Input
_____
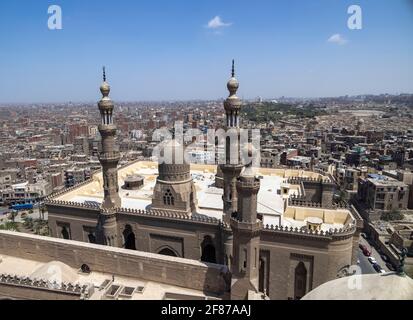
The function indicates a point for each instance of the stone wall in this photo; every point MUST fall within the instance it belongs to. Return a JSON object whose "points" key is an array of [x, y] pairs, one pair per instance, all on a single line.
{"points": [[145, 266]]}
_____
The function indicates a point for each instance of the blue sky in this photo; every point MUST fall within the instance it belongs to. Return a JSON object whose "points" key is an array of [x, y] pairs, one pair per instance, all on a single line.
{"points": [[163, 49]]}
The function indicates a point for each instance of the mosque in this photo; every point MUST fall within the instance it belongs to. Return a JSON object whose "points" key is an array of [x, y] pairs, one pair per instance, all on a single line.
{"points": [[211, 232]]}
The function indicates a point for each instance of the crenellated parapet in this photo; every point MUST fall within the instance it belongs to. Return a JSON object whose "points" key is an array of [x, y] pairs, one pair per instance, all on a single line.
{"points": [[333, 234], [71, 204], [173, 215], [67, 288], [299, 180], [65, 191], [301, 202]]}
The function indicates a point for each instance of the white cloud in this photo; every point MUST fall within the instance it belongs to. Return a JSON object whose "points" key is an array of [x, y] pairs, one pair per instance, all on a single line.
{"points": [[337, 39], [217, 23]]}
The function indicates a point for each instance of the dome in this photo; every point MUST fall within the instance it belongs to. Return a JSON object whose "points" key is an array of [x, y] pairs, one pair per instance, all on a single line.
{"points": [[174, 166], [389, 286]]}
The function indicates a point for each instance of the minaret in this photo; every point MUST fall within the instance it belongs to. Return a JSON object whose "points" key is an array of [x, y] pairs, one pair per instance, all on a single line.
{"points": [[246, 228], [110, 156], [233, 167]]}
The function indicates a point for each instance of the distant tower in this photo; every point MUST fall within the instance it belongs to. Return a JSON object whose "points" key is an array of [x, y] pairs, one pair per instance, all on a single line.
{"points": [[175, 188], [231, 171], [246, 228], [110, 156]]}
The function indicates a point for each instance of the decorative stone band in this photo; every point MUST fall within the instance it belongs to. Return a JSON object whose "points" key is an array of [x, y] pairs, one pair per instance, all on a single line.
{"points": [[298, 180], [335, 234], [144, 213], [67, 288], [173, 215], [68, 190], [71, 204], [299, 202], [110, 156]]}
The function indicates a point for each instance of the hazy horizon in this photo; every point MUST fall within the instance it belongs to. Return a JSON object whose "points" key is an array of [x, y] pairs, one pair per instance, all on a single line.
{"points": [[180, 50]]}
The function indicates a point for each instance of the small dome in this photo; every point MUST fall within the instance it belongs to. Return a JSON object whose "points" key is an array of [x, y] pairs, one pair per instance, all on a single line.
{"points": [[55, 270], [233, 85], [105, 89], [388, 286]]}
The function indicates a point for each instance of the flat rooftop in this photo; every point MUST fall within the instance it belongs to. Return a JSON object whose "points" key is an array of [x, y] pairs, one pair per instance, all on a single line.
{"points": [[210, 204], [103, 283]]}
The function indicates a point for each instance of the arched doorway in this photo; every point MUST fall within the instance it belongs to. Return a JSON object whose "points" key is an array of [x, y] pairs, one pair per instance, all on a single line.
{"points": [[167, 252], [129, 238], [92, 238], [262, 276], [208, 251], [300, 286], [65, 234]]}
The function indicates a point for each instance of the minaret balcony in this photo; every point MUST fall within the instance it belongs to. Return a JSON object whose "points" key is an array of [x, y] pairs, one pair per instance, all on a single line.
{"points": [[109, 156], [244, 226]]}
_____
Problem to work on
Which lines in the records contain the string "minaret", matching case exactly? Copy each such line in full.

Answer in full
The function indicates a point for each instance of the minaret in this photo; every point MUST fall within the instance it belongs to. Return a JSON object whose "points" key is an array of [x, y] pairs, one pair per instance, all on a single line.
The function indicates a point for each instance of the minaret balcony in this photo; every point MUST fall within the instance it belongs to. Return a JSON object whose "points" key is an array of [x, y] pairs, one pair per instance, all on a single line.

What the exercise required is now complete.